--- Given exercise ---
Present the material below as a numbered list without blank lines. Begin with the line that contains "outline white marking on petal" and continue through the line that contains "M283 382L296 419L294".

-- start of Information shown --

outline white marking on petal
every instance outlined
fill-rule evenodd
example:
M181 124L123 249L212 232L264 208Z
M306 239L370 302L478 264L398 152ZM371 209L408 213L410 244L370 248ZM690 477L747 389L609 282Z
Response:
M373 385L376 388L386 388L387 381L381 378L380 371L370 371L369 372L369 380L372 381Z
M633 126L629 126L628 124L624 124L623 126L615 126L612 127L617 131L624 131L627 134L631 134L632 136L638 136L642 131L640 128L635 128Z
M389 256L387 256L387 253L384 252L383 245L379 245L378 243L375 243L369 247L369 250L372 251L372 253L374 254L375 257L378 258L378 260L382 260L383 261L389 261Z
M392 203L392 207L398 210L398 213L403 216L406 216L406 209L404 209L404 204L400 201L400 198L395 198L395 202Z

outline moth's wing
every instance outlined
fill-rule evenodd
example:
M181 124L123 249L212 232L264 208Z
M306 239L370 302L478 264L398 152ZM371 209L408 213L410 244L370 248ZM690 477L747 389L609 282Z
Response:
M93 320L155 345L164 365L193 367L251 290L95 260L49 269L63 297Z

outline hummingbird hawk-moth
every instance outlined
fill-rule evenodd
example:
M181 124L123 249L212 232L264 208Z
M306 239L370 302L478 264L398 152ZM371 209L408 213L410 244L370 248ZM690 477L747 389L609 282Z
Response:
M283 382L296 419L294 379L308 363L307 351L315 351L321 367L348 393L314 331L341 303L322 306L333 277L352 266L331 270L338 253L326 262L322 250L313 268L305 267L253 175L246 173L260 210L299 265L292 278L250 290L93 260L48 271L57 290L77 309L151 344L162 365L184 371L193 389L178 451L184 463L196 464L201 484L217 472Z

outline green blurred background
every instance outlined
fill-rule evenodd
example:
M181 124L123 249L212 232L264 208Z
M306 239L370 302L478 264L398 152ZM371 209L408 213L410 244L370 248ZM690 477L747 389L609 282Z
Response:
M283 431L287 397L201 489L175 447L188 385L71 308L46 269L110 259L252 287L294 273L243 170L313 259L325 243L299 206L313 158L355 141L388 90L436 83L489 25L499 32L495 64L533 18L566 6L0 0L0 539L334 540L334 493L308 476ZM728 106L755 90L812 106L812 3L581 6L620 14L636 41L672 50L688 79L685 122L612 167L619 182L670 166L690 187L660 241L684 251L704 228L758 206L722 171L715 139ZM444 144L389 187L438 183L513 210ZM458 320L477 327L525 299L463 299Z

-- end of Information shown --
-- start of Information shown --

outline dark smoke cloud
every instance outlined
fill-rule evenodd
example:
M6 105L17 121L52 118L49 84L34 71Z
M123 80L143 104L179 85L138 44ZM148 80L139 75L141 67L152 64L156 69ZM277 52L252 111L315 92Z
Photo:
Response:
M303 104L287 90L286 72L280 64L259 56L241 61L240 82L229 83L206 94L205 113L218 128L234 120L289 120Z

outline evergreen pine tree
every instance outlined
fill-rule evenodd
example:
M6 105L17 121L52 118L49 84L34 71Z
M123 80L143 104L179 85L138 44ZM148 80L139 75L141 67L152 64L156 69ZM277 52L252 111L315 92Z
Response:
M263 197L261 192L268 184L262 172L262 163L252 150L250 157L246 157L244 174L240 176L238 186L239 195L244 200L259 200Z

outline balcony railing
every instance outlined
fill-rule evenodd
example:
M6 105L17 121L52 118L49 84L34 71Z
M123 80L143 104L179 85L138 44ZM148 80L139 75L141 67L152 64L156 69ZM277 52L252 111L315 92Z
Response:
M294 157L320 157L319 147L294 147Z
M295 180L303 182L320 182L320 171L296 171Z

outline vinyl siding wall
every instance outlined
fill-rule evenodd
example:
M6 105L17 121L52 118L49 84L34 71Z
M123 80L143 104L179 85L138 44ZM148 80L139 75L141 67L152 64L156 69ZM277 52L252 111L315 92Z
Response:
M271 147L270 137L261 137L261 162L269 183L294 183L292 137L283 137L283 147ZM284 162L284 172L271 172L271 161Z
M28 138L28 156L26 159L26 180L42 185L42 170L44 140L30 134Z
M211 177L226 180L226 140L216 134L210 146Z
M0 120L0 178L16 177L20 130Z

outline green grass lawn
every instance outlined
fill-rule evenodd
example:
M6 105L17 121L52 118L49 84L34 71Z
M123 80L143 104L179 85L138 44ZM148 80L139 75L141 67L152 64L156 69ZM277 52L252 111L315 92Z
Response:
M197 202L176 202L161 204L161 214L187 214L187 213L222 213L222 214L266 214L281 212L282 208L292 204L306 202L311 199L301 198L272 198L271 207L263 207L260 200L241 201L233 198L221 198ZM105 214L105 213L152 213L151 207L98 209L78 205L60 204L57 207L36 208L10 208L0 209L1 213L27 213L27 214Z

-- end of Information shown --

--- Problem solution ---
1. outline white marking on petal
2. every instance outlined
3. fill-rule evenodd
4. example:
5. M181 124L123 249L212 232L264 208Z
6. M306 239L370 302L478 264L398 152ZM371 209L408 213L410 244L370 248ZM690 477L747 389L609 282Z
7. Response:
8. M373 385L376 388L386 388L387 381L381 378L380 371L370 371L369 372L369 380L372 381Z
9. M633 126L629 126L628 124L624 124L623 126L615 126L612 127L617 131L624 131L627 134L631 134L632 136L638 136L642 131L640 128L635 128Z
10. M389 256L387 256L387 253L384 252L383 245L379 245L378 243L375 243L369 247L369 250L372 251L372 253L374 254L375 257L378 258L378 260L382 260L383 261L389 261Z
11. M392 203L392 207L398 210L398 213L403 216L406 216L406 209L404 209L404 204L400 201L400 198L395 198L395 202Z
12. outline moth's wing
13. every instance outlined
14. fill-rule evenodd
15. example:
16. M181 124L123 249L212 232L264 208Z
17. M306 239L370 302L478 264L398 152ZM371 209L408 213L410 244L370 248ZM690 477L747 389L609 282Z
18. Response:
19. M93 320L155 345L164 365L193 367L251 290L95 260L49 269L63 297Z
20. outline hummingbird hawk-moth
21. every instance outlined
22. fill-rule evenodd
23. example:
24. M181 124L123 249L212 232L264 208Z
25. M306 239L370 302L478 264L398 152ZM371 209L408 213L410 244L370 248ZM690 477L747 389L609 282Z
26. Response:
27. M283 382L296 419L294 379L308 363L307 351L315 351L321 367L348 393L314 331L341 303L322 306L333 277L352 266L331 270L338 253L326 262L322 250L313 268L305 267L253 175L246 173L260 210L299 265L292 278L250 290L93 260L48 271L57 290L77 309L151 344L162 365L184 371L193 389L178 451L184 463L196 464L201 484L217 472Z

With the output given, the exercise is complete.